Source data:
■ ■ ■ ■ ■ ■ ■

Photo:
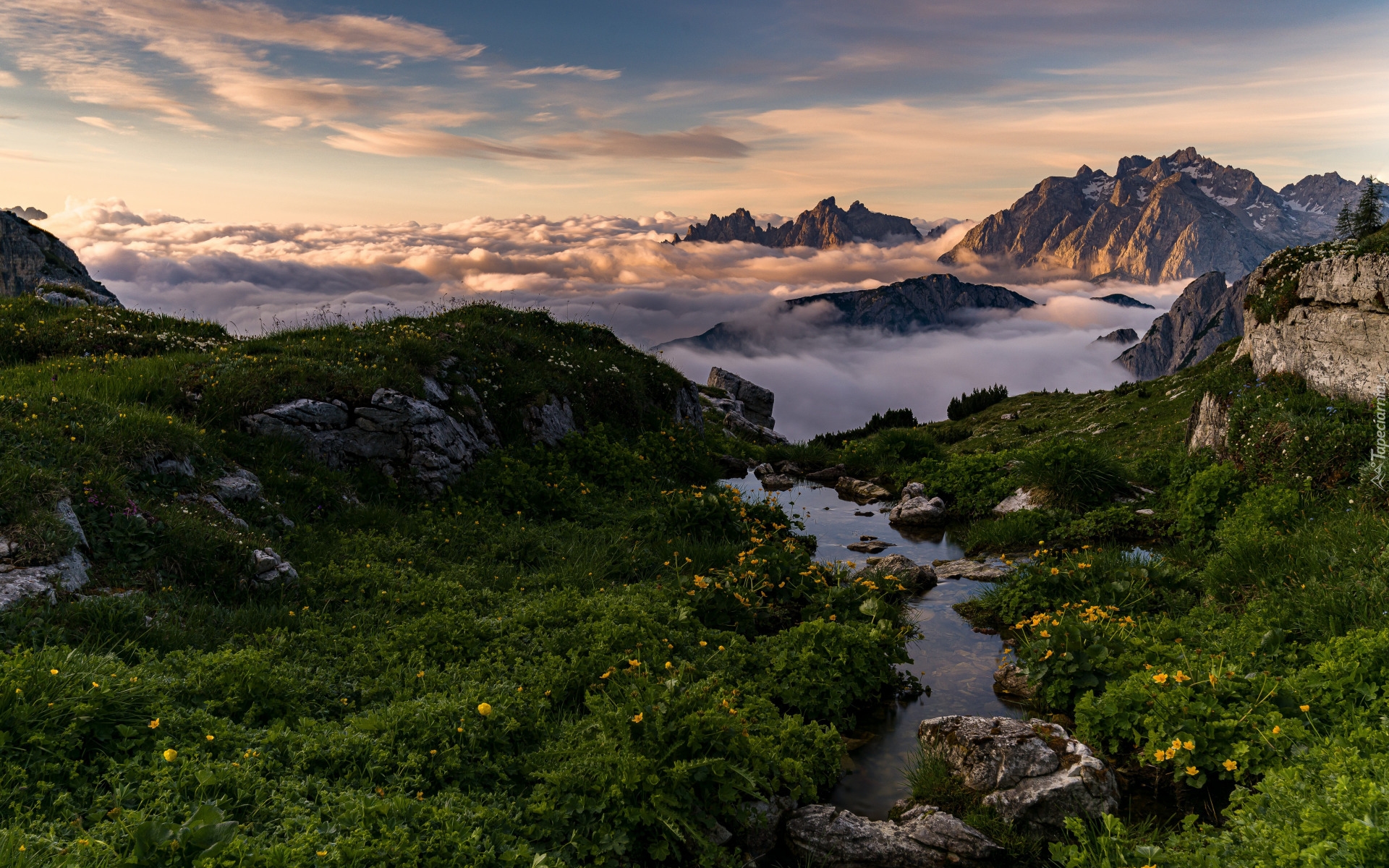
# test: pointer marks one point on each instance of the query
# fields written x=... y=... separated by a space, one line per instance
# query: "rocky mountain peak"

■ ■ ■ ■ ■ ■ ■

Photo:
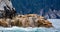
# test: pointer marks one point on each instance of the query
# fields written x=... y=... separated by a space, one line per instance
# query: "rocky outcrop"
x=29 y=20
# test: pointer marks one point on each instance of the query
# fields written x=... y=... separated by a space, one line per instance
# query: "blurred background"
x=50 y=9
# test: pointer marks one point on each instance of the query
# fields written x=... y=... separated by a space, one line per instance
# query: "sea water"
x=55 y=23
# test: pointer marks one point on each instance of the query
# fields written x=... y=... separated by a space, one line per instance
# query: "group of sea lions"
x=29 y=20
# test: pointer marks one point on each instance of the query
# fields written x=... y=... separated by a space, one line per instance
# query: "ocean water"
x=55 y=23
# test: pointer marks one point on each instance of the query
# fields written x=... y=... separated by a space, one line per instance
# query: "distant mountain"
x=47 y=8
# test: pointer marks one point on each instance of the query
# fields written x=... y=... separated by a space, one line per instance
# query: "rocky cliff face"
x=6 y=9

■ ■ ■ ■ ■ ■ ■

Exercise description: Select and copy every line of the data above that contains the string "mountain". Matching is case-sensitive.

Output for this exercise:
# query: "rocky mountain peak"
# query: "distant mountain"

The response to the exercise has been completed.